• _Task prompt_
Please restate the data that follows, leaving every word in place.

--------------------

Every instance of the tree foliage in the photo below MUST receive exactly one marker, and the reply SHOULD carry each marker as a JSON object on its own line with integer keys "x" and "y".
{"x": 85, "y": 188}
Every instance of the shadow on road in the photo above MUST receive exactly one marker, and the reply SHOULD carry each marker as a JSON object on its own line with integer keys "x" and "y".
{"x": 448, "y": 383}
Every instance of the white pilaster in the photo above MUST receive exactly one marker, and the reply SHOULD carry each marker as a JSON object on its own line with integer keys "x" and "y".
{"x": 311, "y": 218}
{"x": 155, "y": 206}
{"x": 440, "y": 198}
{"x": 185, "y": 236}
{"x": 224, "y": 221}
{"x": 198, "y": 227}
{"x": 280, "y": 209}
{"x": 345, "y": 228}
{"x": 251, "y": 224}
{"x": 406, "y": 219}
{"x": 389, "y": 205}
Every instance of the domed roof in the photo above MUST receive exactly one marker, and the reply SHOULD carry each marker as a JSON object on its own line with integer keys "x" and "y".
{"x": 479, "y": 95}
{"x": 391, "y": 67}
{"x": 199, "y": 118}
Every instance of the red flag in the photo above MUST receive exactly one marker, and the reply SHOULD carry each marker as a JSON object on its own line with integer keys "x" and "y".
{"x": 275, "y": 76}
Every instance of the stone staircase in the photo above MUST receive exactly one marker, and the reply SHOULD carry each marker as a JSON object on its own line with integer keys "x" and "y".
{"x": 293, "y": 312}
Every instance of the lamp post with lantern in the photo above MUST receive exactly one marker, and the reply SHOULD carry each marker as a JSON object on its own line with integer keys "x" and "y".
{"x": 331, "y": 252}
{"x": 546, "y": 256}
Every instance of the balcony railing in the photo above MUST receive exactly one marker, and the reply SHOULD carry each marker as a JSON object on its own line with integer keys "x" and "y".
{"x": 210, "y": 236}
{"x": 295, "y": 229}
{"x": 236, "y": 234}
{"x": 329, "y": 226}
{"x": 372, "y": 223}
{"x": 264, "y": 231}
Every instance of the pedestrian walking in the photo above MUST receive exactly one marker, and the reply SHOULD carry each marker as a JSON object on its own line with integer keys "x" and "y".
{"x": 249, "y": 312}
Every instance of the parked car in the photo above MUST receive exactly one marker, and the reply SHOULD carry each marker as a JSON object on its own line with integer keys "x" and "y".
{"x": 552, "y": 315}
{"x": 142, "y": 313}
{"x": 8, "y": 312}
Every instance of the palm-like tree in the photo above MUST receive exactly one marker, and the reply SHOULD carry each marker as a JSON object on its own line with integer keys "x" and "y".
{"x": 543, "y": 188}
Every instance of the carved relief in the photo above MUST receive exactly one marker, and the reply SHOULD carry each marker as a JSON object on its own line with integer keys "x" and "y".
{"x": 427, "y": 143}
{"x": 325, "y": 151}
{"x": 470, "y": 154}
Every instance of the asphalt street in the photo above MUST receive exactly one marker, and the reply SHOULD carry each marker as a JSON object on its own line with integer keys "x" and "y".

--------------------

• _Answer section_
Every instance of the tree foliage in the photo below MUST receive exactly one marker, and the reply SHOULD carry each marker as a JSON object on its own line with integer keys "x" and "y".
{"x": 85, "y": 188}
Every instance of the shadow on road in the photo above MUST receive exactly one marker, and the reply SHOULD carry each marker as a JSON object on its own line with integer keys "x" and "y".
{"x": 448, "y": 383}
Every instance of the white pilaster in the photo above MUST receive exactly one marker, and the reply SHOULD carry each marker as a JSON object on its own line with integer keys "x" and "y".
{"x": 311, "y": 218}
{"x": 155, "y": 206}
{"x": 440, "y": 198}
{"x": 185, "y": 236}
{"x": 224, "y": 221}
{"x": 198, "y": 227}
{"x": 280, "y": 209}
{"x": 345, "y": 228}
{"x": 251, "y": 224}
{"x": 406, "y": 219}
{"x": 389, "y": 205}
Every instance of the domed roof in the photo above MUST receive exactly one marker, and the reply SHOULD carry each marker as a JSON object on its own line with integer keys "x" and "y".
{"x": 479, "y": 95}
{"x": 391, "y": 67}
{"x": 199, "y": 118}
Every instance of the red flag in the photo above MUST receive exactly one marker, and the reply SHOULD carry each marker as a JSON object on its own line with integer keys "x" and "y".
{"x": 275, "y": 76}
Every instance of the stone staircase in the photo above MUST receive exactly one marker, and the reply SHOULD carry each marker as a JSON object on its own line with integer keys "x" and "y".
{"x": 293, "y": 312}
Every instance of the lamp post with lantern in the photo above MUST receive exactly one marker, and the reply SHOULD carry each marker as a JSON object on its own line with integer keys "x" and "y".
{"x": 331, "y": 252}
{"x": 546, "y": 256}
Every instance of the balcony railing in the photo above MUST receive exactly one marker, and the reply SHOULD carry each marker as a JSON object on its own line with integer keys "x" and "y".
{"x": 210, "y": 236}
{"x": 295, "y": 229}
{"x": 236, "y": 234}
{"x": 329, "y": 226}
{"x": 372, "y": 223}
{"x": 264, "y": 231}
Every instance of the pedestrian walking in the photo above MUST receive exactly one marker, and the reply SHOULD carry each marker as a JSON object on its own line with integer keys "x" and "y".
{"x": 249, "y": 312}
Every instance of the parked car in the photo above MUST receive exactly one marker, and the reply SHOULD carry each marker as a JSON object on its own line with integer keys "x" and "y".
{"x": 552, "y": 315}
{"x": 142, "y": 313}
{"x": 8, "y": 312}
Every instance of the palm-like tree in the photo above MUST receive exactly one marker, and the reply SHOULD carry each marker as a JSON object on its own line with integer keys "x" and "y".
{"x": 543, "y": 188}
Every instance of the carved relief in the photo above MUST receive exactly one marker, and the reply SHOULD carry each marker as a JSON object on its own line with integer keys "x" and "y".
{"x": 427, "y": 143}
{"x": 325, "y": 151}
{"x": 470, "y": 154}
Every instance of the asphalt street in the photo above MUST receive exactly one marker, and the reply SHOULD carry each marker as a JSON object on its own line with integer keys "x" and "y".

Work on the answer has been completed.